Task requirements | The job is to find each line in the entries holding the string "wall" and copy that line.

Source information |
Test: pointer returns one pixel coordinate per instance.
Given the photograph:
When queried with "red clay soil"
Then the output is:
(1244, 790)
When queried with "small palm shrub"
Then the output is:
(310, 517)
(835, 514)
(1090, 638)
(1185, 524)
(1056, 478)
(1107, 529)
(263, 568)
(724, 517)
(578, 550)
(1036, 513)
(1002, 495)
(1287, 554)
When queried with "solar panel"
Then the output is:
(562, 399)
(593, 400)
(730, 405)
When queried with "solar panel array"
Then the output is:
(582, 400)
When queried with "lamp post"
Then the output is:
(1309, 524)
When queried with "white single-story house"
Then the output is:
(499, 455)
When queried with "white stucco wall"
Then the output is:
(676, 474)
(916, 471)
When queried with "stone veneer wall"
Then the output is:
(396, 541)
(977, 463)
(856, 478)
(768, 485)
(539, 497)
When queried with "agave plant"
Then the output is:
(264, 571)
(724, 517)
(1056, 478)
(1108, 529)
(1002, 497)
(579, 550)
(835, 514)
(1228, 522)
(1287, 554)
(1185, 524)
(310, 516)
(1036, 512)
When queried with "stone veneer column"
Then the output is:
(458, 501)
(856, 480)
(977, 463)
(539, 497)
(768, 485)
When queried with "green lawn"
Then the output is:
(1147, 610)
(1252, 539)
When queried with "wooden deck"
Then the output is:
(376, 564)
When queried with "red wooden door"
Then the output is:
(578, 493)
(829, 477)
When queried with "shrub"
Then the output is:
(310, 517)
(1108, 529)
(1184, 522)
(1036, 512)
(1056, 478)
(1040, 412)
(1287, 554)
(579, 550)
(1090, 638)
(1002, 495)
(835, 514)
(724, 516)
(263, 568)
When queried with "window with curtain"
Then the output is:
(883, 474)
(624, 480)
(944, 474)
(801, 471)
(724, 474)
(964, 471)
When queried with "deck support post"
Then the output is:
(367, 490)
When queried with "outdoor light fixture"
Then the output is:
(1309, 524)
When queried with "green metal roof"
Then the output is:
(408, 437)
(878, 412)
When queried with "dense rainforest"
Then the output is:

Task result |
When queried with "white stucco wall"
When queried with "stone veneer wall"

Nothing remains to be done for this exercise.